__EXTRACTED RECORDS__
★ ★ ★ ★ ★ ★ ★

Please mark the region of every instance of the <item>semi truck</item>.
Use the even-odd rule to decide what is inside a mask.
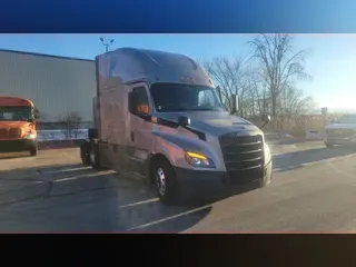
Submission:
[[[37,156],[34,112],[29,99],[0,96],[0,152],[29,151]]]
[[[236,116],[236,97],[233,112],[224,110],[195,60],[120,48],[96,57],[96,72],[95,127],[80,147],[85,165],[140,177],[164,204],[190,185],[270,182],[273,159],[263,131]],[[266,125],[270,117],[263,119]]]

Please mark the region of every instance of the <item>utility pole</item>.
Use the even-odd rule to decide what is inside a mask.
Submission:
[[[105,52],[108,52],[108,51],[109,51],[109,47],[112,44],[112,42],[113,42],[115,40],[111,39],[110,42],[105,42],[105,41],[103,41],[103,38],[100,37],[100,41],[101,41],[102,46],[105,46]]]

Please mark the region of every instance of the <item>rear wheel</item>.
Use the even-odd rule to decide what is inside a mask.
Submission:
[[[89,158],[89,144],[85,142],[80,146],[80,158],[81,162],[86,166],[90,165],[90,158]]]
[[[174,168],[166,159],[159,159],[154,167],[156,191],[162,204],[171,205],[177,200],[177,179]]]
[[[99,148],[95,141],[91,141],[89,146],[89,162],[95,170],[102,169],[100,164]]]

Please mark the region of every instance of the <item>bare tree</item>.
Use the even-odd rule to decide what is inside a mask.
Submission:
[[[259,75],[268,88],[271,115],[277,115],[278,97],[296,79],[308,78],[305,72],[306,50],[295,51],[289,34],[260,34],[249,42],[259,62]]]
[[[245,96],[246,88],[244,87],[244,60],[239,58],[215,58],[212,60],[199,60],[204,69],[219,86],[218,95],[226,110],[233,110],[231,96],[237,95],[241,100]],[[239,102],[239,106],[241,103]],[[240,109],[243,112],[243,109]]]

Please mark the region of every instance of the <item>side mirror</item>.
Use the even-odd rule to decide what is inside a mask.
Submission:
[[[264,122],[268,123],[270,121],[270,116],[269,115],[263,115],[261,119]]]
[[[235,115],[238,110],[238,96],[237,95],[233,95],[233,110],[231,113]]]
[[[180,116],[178,118],[178,125],[181,126],[181,127],[189,126],[190,125],[190,118],[186,117],[186,116]]]

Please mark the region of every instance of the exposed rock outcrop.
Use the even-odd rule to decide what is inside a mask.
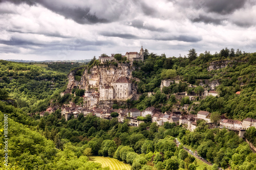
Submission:
[[[231,62],[231,60],[218,60],[210,62],[207,67],[207,70],[211,71],[225,68],[228,66],[229,63]]]
[[[67,89],[70,90],[77,87],[88,90],[90,87],[89,80],[92,79],[97,80],[96,87],[98,89],[100,85],[113,86],[113,83],[121,77],[127,77],[129,79],[132,79],[132,72],[134,69],[128,63],[118,63],[117,67],[113,65],[107,66],[100,64],[92,68],[89,73],[86,69],[80,81],[75,80],[76,71],[74,70],[68,75]],[[135,87],[134,86],[133,87]]]

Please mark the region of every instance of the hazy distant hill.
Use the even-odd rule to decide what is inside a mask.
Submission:
[[[18,62],[22,63],[41,63],[41,62],[79,62],[86,63],[90,61],[91,59],[87,60],[44,60],[44,61],[34,61],[34,60],[6,60],[9,61]]]

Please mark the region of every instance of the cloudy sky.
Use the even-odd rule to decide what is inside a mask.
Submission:
[[[256,52],[254,0],[0,0],[0,59]]]

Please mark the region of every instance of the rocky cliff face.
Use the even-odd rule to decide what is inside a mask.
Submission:
[[[210,63],[209,66],[207,67],[208,71],[218,69],[225,68],[227,66],[228,64],[232,62],[230,60],[219,60]]]
[[[132,71],[134,70],[134,68],[127,63],[118,63],[117,67],[103,65],[95,66],[90,69],[90,73],[88,72],[87,69],[84,70],[80,81],[75,80],[75,71],[72,71],[68,75],[67,89],[71,90],[76,87],[88,90],[90,87],[89,80],[91,79],[97,81],[95,87],[98,89],[100,85],[112,86],[113,83],[121,77],[125,76],[131,80],[132,78]]]

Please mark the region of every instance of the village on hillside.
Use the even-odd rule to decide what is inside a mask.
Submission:
[[[99,57],[100,63],[104,63],[110,61],[116,61],[114,58],[114,54],[111,56],[103,55]],[[144,60],[144,50],[141,46],[140,53],[127,52],[125,55],[121,55],[122,57],[126,57],[129,61]],[[187,129],[193,131],[196,128],[199,120],[204,120],[210,127],[216,127],[219,125],[220,128],[226,128],[234,130],[244,130],[251,126],[256,127],[256,119],[247,117],[239,121],[227,119],[224,115],[221,115],[217,122],[214,123],[210,118],[211,113],[206,111],[200,111],[197,114],[189,114],[189,105],[184,104],[181,106],[178,104],[173,111],[167,111],[164,113],[161,112],[160,109],[154,107],[149,107],[145,110],[141,111],[137,108],[128,109],[113,109],[113,101],[125,101],[128,99],[136,100],[134,98],[137,94],[137,89],[133,82],[127,77],[124,75],[115,75],[117,76],[117,80],[112,81],[108,84],[102,83],[105,78],[100,77],[98,79],[91,78],[87,82],[87,85],[89,87],[88,90],[84,91],[82,95],[83,99],[83,105],[76,105],[75,103],[70,102],[69,104],[63,104],[61,108],[57,106],[52,106],[48,108],[46,111],[40,113],[40,116],[48,112],[50,114],[61,109],[61,115],[68,120],[74,116],[77,118],[80,114],[82,114],[86,116],[89,114],[92,114],[97,117],[103,119],[110,119],[112,118],[111,114],[117,112],[119,114],[118,122],[124,122],[125,119],[129,119],[131,126],[139,126],[144,122],[143,118],[140,117],[146,117],[150,115],[152,122],[157,123],[159,126],[163,126],[165,122],[175,123],[177,125],[184,125]],[[90,77],[89,76],[89,77]],[[114,79],[113,79],[114,80]],[[168,87],[173,83],[179,83],[179,80],[162,80],[160,86],[161,90],[164,87]],[[199,85],[204,86],[202,83]],[[188,96],[190,101],[196,101],[197,99],[203,99],[206,96],[212,95],[219,96],[219,94],[214,89],[219,85],[218,82],[215,82],[208,85],[207,88],[204,88],[199,93],[196,93],[194,91],[189,93],[186,91],[183,92],[177,92],[174,94],[177,100],[181,100],[182,98]],[[193,87],[193,85],[190,85]],[[76,87],[76,86],[73,86]],[[98,87],[99,88],[97,89]],[[210,90],[209,90],[210,89]],[[66,91],[61,93],[60,95],[70,93],[72,94],[71,90],[68,89]],[[240,95],[240,91],[238,91],[236,95]],[[148,96],[151,96],[155,93],[151,92],[148,93]],[[74,95],[75,96],[75,93]],[[107,101],[106,104],[101,104],[102,101]]]

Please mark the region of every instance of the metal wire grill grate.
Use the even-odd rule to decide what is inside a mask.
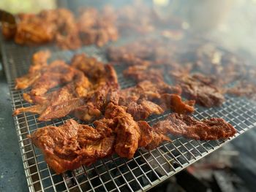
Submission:
[[[14,80],[26,73],[31,56],[38,48],[1,42],[4,42],[1,53],[13,110],[29,106],[29,104],[23,99],[23,91],[15,90]],[[83,47],[76,52],[59,51],[56,47],[51,50],[53,51],[52,59],[61,58],[69,60],[74,53],[79,52],[105,59],[101,57],[102,53],[94,47]],[[117,72],[121,87],[132,85],[132,81],[122,77],[121,69],[117,69]],[[197,107],[193,115],[198,119],[221,117],[233,124],[238,133],[228,140],[195,141],[170,136],[172,142],[162,145],[151,151],[139,149],[131,160],[113,155],[89,167],[81,166],[61,175],[56,174],[49,169],[40,151],[33,146],[26,136],[42,126],[59,126],[69,117],[45,123],[39,122],[37,115],[20,114],[14,120],[29,190],[122,192],[148,190],[255,126],[255,101],[244,98],[227,96],[226,99],[222,107],[206,109]],[[148,122],[156,123],[167,114],[151,117]]]

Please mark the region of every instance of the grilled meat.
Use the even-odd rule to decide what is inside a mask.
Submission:
[[[30,87],[41,76],[42,72],[47,66],[47,60],[50,53],[48,50],[41,50],[33,55],[32,64],[29,67],[29,73],[15,80],[16,89],[25,89]]]
[[[132,77],[137,82],[143,80],[150,81],[162,81],[163,71],[162,69],[149,68],[146,65],[142,66],[130,66],[123,72],[124,77]]]
[[[182,88],[182,93],[189,99],[207,107],[219,106],[225,98],[219,88],[212,82],[212,80],[200,75],[182,74],[171,72],[176,82]]]
[[[57,174],[90,165],[115,152],[131,158],[138,147],[151,148],[170,141],[146,122],[135,121],[123,107],[109,104],[105,116],[94,122],[95,128],[69,120],[59,127],[39,128],[28,137]]]
[[[115,137],[106,120],[102,120],[104,124],[98,122],[93,128],[69,120],[59,127],[39,128],[29,137],[42,151],[50,167],[60,174],[113,153]]]
[[[235,87],[227,88],[226,92],[236,96],[254,98],[256,93],[256,86],[254,82],[244,80],[238,82]]]
[[[153,128],[162,128],[162,134],[183,136],[197,140],[227,139],[235,135],[236,131],[222,118],[197,120],[187,115],[171,114],[165,120],[157,122]]]
[[[86,9],[78,18],[68,9],[43,10],[38,14],[19,14],[15,32],[5,26],[3,34],[20,45],[42,45],[56,42],[62,49],[77,49],[82,44],[102,46],[116,40],[113,10],[105,7],[99,14],[95,9]],[[91,19],[91,17],[95,17]]]
[[[131,158],[138,147],[140,128],[125,108],[112,103],[106,108],[105,118],[113,118],[116,123],[115,151],[121,157]]]

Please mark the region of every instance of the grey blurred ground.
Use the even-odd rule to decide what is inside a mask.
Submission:
[[[0,66],[0,191],[29,191],[9,98]]]

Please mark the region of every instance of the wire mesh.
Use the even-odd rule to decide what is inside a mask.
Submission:
[[[33,53],[38,47],[25,47],[1,39],[1,54],[13,110],[29,106],[22,97],[23,91],[15,89],[15,78],[26,73]],[[85,52],[104,61],[104,53],[94,47],[83,47],[77,51],[59,50],[50,48],[51,59],[69,61],[74,53]],[[125,79],[121,69],[116,69],[121,88],[133,85]],[[170,136],[172,142],[148,151],[138,150],[130,160],[113,155],[98,161],[90,166],[81,166],[62,174],[55,174],[44,161],[39,150],[34,147],[26,136],[38,128],[48,125],[59,126],[70,117],[48,122],[39,122],[38,115],[22,113],[14,117],[24,170],[30,191],[141,191],[148,190],[167,178],[180,172],[206,155],[233,139],[256,125],[256,103],[245,98],[226,96],[221,107],[203,108],[196,107],[193,116],[197,119],[220,117],[231,123],[237,134],[227,140],[195,141]],[[163,115],[154,115],[148,122],[154,123],[164,119]]]

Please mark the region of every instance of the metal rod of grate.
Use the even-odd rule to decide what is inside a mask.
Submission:
[[[3,41],[2,41],[3,42]],[[1,45],[4,69],[10,90],[13,109],[29,106],[22,97],[23,91],[15,89],[15,77],[25,74],[29,66],[31,54],[37,49],[20,47],[12,42]],[[86,52],[104,60],[102,52],[94,47],[83,47],[78,51],[54,50],[52,58],[69,60],[74,53]],[[117,69],[122,88],[133,85],[133,82],[121,75]],[[206,109],[197,107],[193,115],[198,119],[221,117],[233,124],[238,131],[235,137],[227,140],[195,141],[170,136],[172,142],[148,151],[139,149],[133,158],[121,158],[116,155],[98,161],[90,166],[81,166],[61,175],[50,170],[40,151],[34,147],[27,134],[48,125],[59,126],[69,118],[49,122],[39,122],[38,115],[20,114],[14,118],[22,154],[24,169],[30,191],[141,191],[148,190],[167,178],[180,172],[227,142],[256,126],[256,103],[244,98],[227,96],[221,107]],[[154,123],[165,118],[151,117],[148,121]]]

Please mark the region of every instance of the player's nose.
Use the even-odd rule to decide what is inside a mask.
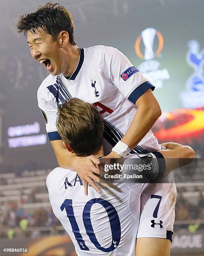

★ ★ ★ ★ ★ ★ ★

__REQUEST__
Pull out every line of the listing above that contains the word "metal", copying each one in full.

__SOLUTION TO THIS PROBLEM__
Please mark the region of every instance of the metal wire grill grate.
Please mark the region of every instance of the metal rod of grate.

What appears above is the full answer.